■ **Task prompt**: All of the data below must be repeated exactly.

%%

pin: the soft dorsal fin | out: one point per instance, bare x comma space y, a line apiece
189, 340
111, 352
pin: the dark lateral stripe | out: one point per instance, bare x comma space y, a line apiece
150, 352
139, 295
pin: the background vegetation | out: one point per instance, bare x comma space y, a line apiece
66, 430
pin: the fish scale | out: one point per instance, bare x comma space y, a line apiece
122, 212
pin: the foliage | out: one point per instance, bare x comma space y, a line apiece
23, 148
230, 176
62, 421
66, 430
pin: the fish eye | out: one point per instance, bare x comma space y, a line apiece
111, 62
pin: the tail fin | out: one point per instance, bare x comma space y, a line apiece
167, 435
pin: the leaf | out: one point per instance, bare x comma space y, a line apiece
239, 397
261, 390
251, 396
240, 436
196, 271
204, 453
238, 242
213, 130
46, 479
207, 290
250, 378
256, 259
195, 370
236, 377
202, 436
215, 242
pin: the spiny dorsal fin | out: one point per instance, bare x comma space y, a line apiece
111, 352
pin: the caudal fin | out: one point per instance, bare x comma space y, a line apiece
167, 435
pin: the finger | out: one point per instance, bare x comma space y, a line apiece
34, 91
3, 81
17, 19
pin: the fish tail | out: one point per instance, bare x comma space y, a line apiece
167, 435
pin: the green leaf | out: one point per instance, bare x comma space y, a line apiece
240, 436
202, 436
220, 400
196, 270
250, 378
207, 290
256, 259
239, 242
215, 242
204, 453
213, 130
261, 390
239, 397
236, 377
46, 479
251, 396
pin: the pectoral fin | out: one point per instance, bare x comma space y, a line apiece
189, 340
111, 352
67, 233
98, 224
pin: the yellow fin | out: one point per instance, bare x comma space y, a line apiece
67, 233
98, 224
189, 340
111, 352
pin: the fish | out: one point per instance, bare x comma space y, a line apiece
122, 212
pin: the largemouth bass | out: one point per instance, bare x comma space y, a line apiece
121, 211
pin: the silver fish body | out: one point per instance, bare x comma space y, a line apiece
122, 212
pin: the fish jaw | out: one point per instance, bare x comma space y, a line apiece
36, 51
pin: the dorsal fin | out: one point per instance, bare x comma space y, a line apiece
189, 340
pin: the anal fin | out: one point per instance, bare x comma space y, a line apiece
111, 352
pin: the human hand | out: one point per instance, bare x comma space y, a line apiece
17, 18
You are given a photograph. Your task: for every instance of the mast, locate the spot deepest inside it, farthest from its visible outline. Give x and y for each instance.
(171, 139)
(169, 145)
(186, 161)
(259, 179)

%%

■ **Exercise response**:
pin: the soft dorsal fin | out: one point per instance, bare x comma space y, a line apiece
189, 340
111, 352
pin: the dark lateral stripe | out: one point per instance, bare x comma space y, a line apiece
150, 352
139, 295
pin: the background vegetation | out: one point per instance, bare x comma space y, a line apiece
66, 430
pin: the fish scale | out: one point per instance, bare x comma space y, a line apiece
122, 212
pin: the foliage | out: one point per instance, bare x comma space y, a line apiece
23, 148
230, 176
62, 421
66, 430
pin: the fish eye | out: one point per instance, bare x comma space y, a line apiece
111, 62
pin: the tail fin | out: one point per instance, bare x comma space y, a line apiece
167, 435
pin: the leaf | out: one point per instance, bare x comma space y, a line apiece
239, 397
261, 390
251, 396
240, 436
196, 271
204, 453
238, 242
213, 130
46, 479
207, 290
250, 378
256, 259
195, 370
236, 377
202, 436
215, 242
pin: the spiny dorsal fin | out: one point per instance, bare x comma space y, a line apiece
111, 352
pin: the caudal fin | out: one point per instance, bare x comma space y, a line apiece
167, 435
pin: the finger | out: one point per instance, bare x comma space y, a line apiece
34, 91
3, 81
17, 19
pin: the fish tail | out: one point per instance, bare x comma space y, a line apiece
167, 435
pin: the green leaf | out: one point per instance, bare x comma space y, a line apiece
240, 436
202, 436
220, 400
196, 270
250, 378
207, 290
256, 259
239, 242
215, 242
204, 453
213, 130
261, 390
239, 397
236, 377
46, 479
251, 396
pin: the pectoral fin | out: one point per instance, bare x comma space y, a line apiece
189, 340
111, 352
67, 233
98, 224
pin: the yellow fin | out: one point per instance, bare x comma space y, a line apiece
67, 233
98, 224
189, 340
111, 352
pin: the fish | out: one point per instance, bare x comma space y, a line apiece
122, 212
pin: the largemouth bass | out: one point per instance, bare x comma space y, a line apiece
121, 211
pin: the silver fish body | out: one point per instance, bare x comma space y, a line apiece
122, 212
pin: the fish jaw | out: one point per instance, bare x comma space y, a line apiece
36, 51
pin: the dorsal fin | out: one point per instance, bare x comma space y, a line apiece
189, 340
pin: the anal fin | out: one point per instance, bare x comma space y, a line apiece
111, 352
pin: the human hand | out: one point per instance, bare x comma space y, a line apiece
17, 18
You are given a photograph. Your task: for every instance of the mast, locate the spot deepest inside it, farthest from its visible outline. Give x and y for each instance.
(171, 139)
(169, 145)
(186, 161)
(259, 179)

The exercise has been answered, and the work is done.